◆ TASK DIRECTIONS ◆
What is needed is an exact transcription of every record below.

◆ Source data ◆
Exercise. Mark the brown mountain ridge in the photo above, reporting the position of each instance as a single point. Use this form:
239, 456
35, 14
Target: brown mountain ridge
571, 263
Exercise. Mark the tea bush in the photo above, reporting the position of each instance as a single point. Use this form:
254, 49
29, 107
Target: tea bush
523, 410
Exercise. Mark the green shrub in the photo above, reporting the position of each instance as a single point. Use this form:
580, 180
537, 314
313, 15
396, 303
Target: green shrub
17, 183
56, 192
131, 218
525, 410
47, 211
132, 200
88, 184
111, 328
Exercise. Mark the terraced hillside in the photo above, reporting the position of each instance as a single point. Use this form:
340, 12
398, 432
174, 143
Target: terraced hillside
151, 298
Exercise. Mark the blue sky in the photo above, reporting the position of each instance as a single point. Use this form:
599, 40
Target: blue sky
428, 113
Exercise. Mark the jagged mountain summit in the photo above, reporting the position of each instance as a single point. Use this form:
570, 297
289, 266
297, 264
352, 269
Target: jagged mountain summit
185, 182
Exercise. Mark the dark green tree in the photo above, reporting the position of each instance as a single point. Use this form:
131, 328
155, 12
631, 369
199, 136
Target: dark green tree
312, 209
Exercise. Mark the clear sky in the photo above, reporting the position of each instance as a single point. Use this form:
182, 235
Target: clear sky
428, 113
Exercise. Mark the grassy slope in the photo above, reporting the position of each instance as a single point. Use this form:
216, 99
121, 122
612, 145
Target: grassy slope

◆ COMPLETED EXERCISE ◆
Exercise. Mark the brown mountain ridge in the photo above, reporting the position of each instance as a single point. Use this form:
239, 456
35, 14
Target: brown mountain ridge
571, 263
Exercise. Mark the tea bush in the photo above, reporting the position of each instance as a single point. Use this form:
254, 49
29, 107
Target: tea bush
523, 410
Exercise. Mark the green shrub in the photo above, reporting the position of each instance as a single point. Use this form:
580, 180
537, 314
313, 15
396, 303
Target: green shrub
17, 183
56, 192
131, 218
525, 410
47, 211
132, 200
88, 184
111, 328
Exercise. Mark the terraced hillside in the photo above, reporting the position of each instance as a single point. Use this form:
340, 12
398, 432
174, 143
Target: terraced hillside
151, 298
Exercise. Mark the blue sky in the photo above, reporting the position of each instance as a single point. Use this form:
599, 40
Target: blue sky
428, 113
Exercise. Mark the jagged mountain summit in the photo above, reporting the position of each instance as a single point. Use this form:
570, 297
289, 266
297, 264
352, 269
Target: jagged mountain summit
185, 182
Exercise. Mark the dark green tree in the photo above, reporting the position of each instance as a single point. Use this form:
131, 328
155, 12
631, 369
199, 136
Target: dark green tree
312, 209
Exercise. Mark the clear sky in the photo above, reporting the position of each instance as a single point. Use this form:
182, 235
Target: clear sky
428, 113
Exercise. Mark the grassy slope in the photo above, reporting the position of each instance as a single point. Use this form:
216, 99
121, 122
612, 145
Target: grassy slope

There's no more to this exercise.